== Task ==
Take the line containing "of the road." and every line after it in the data below, and print them exactly as given, with nothing else.

== Data for processing ==

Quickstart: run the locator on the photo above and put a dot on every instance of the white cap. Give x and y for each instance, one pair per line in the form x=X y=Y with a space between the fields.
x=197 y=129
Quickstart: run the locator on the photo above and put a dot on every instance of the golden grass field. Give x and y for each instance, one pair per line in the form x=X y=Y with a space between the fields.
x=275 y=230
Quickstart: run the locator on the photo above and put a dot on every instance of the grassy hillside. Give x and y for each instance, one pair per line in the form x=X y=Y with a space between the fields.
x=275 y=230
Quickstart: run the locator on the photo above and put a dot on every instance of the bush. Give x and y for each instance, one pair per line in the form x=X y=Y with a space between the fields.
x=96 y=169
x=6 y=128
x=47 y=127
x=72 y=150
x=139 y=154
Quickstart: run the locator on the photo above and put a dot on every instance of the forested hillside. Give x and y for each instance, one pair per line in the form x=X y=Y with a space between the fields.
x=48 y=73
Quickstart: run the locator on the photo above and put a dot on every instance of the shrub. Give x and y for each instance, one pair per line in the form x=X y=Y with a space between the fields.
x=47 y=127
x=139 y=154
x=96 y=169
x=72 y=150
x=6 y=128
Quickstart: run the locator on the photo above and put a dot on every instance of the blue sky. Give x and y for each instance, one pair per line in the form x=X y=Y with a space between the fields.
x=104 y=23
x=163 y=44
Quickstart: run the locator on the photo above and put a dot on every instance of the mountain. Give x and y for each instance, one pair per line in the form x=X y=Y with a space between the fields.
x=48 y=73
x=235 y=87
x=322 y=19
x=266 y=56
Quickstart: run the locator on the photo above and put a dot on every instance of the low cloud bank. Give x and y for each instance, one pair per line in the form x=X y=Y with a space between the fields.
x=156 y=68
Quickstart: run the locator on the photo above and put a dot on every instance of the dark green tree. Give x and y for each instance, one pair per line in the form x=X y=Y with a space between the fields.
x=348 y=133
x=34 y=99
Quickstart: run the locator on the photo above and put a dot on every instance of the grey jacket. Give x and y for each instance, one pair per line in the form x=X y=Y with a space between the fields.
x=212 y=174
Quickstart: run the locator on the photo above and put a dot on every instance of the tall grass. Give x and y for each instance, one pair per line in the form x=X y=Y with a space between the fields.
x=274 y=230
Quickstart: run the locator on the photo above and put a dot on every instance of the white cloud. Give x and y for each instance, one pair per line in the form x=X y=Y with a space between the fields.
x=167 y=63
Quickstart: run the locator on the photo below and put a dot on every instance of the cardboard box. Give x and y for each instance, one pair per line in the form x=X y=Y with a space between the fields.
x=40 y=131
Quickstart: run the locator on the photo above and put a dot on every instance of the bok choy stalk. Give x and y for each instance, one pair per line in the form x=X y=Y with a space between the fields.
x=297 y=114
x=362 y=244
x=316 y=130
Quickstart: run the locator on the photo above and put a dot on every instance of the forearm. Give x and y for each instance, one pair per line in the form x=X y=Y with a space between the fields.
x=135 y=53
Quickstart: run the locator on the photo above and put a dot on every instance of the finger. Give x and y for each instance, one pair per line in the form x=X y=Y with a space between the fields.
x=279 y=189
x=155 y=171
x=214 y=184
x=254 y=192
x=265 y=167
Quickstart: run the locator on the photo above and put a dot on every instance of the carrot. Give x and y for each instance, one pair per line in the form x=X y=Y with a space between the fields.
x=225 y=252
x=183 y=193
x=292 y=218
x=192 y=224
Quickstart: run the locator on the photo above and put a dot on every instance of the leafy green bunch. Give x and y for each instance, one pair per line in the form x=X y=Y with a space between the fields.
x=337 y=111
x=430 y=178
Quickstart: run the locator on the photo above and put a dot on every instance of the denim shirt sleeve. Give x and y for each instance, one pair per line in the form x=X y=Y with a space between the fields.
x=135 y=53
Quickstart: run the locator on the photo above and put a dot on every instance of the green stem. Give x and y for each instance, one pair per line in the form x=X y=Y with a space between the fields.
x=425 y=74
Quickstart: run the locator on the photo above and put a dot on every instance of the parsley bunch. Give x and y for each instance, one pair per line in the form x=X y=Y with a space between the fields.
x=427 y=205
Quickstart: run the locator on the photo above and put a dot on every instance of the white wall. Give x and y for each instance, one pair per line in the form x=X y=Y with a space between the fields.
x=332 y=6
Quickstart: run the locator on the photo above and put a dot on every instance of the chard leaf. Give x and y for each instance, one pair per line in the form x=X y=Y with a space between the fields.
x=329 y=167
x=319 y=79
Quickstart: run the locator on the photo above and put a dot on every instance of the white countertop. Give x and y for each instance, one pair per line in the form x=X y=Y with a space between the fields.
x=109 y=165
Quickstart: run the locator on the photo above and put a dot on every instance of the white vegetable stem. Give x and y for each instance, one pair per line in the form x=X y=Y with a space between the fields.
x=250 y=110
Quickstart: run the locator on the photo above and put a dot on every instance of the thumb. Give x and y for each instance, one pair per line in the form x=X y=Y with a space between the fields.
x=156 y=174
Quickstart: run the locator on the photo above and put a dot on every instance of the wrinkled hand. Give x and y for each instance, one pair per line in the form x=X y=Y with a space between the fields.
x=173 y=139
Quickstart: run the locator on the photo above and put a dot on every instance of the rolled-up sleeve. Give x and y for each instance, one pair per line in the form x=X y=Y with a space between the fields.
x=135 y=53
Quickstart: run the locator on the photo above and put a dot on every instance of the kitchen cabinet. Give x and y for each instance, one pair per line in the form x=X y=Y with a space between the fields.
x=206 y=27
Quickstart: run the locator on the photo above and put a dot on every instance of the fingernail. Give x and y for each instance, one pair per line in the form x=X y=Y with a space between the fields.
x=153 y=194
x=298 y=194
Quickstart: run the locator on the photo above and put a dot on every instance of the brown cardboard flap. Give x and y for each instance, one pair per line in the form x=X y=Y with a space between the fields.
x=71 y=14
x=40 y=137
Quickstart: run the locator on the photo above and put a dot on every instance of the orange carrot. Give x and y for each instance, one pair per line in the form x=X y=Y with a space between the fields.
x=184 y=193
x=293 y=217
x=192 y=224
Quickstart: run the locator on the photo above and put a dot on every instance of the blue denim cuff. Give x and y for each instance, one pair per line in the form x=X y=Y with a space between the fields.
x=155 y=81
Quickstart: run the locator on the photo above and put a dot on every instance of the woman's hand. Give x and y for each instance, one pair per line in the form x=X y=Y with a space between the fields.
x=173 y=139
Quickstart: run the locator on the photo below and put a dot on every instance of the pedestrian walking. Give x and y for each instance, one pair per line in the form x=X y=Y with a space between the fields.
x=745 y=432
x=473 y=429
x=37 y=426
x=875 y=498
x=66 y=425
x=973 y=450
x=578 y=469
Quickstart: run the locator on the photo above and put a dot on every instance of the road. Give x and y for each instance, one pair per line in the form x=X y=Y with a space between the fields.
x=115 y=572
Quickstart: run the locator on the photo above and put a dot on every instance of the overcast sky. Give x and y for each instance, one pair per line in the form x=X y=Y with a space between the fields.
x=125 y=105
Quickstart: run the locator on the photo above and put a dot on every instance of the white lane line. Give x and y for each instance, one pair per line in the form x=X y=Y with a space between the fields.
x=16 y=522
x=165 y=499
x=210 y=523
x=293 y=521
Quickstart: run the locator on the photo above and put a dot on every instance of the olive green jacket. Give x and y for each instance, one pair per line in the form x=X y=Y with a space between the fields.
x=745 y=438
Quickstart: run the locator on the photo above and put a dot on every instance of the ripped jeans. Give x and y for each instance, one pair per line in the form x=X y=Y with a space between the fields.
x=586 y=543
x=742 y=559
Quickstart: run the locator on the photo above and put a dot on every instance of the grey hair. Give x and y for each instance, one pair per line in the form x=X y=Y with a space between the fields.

== Exercise output ==
Quickstart: run the locator on the photo above and put a dot on every instance of the road. Give x and y for each instance, one pair per line in the form x=X y=Y with a space between the fields.
x=115 y=572
Quickstart: run the locator on the photo above and put a dot on every instance of the overcast sky. Give x and y for each instance, one pair per line in the form x=X y=Y with a space between the fields.
x=125 y=105
Quickstart: run the locator on the photo above and put a dot on every instance of the white lane line. Give x and y for each instance, one pair per line in the form x=X y=Y with a space between the fields.
x=16 y=522
x=165 y=499
x=210 y=523
x=293 y=521
Quickstart: run the locator on the photo above and put a dot on every instance of the olive green jacket. Give x and y for each instance, one pair per line in the form x=X y=Y with a space between the fields.
x=745 y=438
Quickstart: run the locator on the photo above and put a dot on every instance of the ripped jeans. Give x and y for each instance, one pair per line in the form x=X y=Y with a space between the fields.
x=586 y=543
x=742 y=559
Quickstart: run the locator on the photo above and put a dot on every instance of the grey hair. Give x and y for each instance, one pair per line in the form x=X y=Y with a space between the fields.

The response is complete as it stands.